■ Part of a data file
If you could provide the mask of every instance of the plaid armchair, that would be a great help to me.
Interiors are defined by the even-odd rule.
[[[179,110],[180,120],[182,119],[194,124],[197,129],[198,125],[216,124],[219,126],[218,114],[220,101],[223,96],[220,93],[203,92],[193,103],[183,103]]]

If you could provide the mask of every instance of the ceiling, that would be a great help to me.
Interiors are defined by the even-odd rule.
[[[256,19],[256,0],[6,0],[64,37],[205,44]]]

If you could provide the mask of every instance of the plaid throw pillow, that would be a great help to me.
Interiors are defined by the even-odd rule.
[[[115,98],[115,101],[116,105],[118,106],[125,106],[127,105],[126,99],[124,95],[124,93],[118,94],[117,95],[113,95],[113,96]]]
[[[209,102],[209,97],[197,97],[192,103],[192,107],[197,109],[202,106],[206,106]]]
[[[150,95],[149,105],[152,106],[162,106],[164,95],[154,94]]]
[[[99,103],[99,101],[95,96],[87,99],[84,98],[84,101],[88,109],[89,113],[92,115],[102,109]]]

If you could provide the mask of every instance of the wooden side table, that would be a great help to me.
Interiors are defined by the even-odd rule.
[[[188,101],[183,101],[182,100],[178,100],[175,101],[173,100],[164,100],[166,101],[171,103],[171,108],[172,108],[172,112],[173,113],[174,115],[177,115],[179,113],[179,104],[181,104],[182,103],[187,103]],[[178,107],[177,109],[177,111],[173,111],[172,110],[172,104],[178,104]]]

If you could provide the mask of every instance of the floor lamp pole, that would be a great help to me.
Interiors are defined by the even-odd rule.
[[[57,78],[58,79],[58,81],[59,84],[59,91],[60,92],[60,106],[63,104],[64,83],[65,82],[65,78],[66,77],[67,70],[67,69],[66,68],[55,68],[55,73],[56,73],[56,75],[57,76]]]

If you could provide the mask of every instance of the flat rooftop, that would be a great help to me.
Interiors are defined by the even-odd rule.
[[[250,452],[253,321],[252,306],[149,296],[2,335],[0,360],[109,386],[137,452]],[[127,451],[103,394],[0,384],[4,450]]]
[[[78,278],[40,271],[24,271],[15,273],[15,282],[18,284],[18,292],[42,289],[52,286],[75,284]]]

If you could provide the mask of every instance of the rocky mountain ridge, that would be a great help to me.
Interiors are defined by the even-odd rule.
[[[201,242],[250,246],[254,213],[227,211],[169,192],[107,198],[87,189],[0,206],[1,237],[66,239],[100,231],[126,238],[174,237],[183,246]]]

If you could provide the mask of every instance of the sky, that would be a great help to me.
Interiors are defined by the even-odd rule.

■ TASK STATEMENT
Copy every line of the records above word for word, with nothing left out or changed.

■ THE OUTPUT
If you could provide the mask of every instance of the plaid armchair, that would be a great help to me.
Interiors are defined by the even-odd rule.
[[[179,110],[180,120],[182,119],[194,124],[197,129],[198,125],[216,124],[219,126],[218,114],[220,101],[223,96],[220,93],[203,92],[193,103],[183,103]]]

If you could provide the mask of every instance of the ceiling, that would be a great help to me.
Interiors are defined by the even-odd rule.
[[[256,19],[256,0],[6,0],[64,37],[205,44]]]

If you could provide the mask of every instance of the plaid throw pillow, that would be a great help to me.
Interiors are defined by the even-odd rule.
[[[115,98],[115,101],[116,105],[118,106],[125,106],[127,105],[126,99],[124,95],[124,93],[118,94],[117,95],[113,95],[113,96]]]
[[[209,102],[209,97],[197,97],[192,103],[192,107],[197,109],[202,106],[206,106]]]
[[[150,95],[149,105],[152,106],[162,106],[164,95],[154,94]]]
[[[99,103],[99,101],[95,96],[87,99],[84,98],[84,101],[88,109],[89,113],[92,115],[102,109]]]

If you could provide the mask of every instance of the wooden side table, that would be a great help to me.
Interiors are defined by the even-odd rule.
[[[188,101],[183,101],[182,100],[178,100],[175,101],[173,100],[164,100],[166,101],[171,103],[171,108],[172,108],[172,112],[173,113],[174,115],[177,115],[179,113],[179,104],[181,104],[182,103],[187,103]],[[178,107],[177,109],[177,111],[173,111],[172,110],[172,104],[178,104]]]

If you could provide the mask of every instance of the floor lamp pole, that would be a great help to me.
Interiors are defined by the even-odd rule.
[[[57,78],[58,79],[58,81],[59,84],[59,91],[60,92],[60,106],[63,104],[64,83],[65,82],[65,78],[66,77],[67,70],[67,69],[66,68],[55,68],[55,73],[56,73],[56,75],[57,76]]]

If you could provide the mask of every instance of the flat rooftop, that would be a great help to me.
Interiors are defined by the even-odd rule.
[[[250,452],[253,321],[252,306],[149,296],[2,335],[0,360],[109,386],[137,452]],[[127,451],[103,394],[0,384],[4,450]]]
[[[78,278],[40,271],[24,271],[15,273],[15,282],[18,284],[18,292],[42,289],[52,286],[75,284]]]

If you could provide the mask of every instance of the rocky mountain ridge, that would be a great help to me.
Interiors are defined by the even-odd rule.
[[[201,242],[250,246],[254,213],[227,211],[169,192],[107,198],[87,189],[0,206],[1,237],[66,239],[100,231],[126,238],[174,237],[183,246]]]

If you could provide the mask of every instance of the sky, that would be a great help to me.
Interiors are defined by the even-odd rule.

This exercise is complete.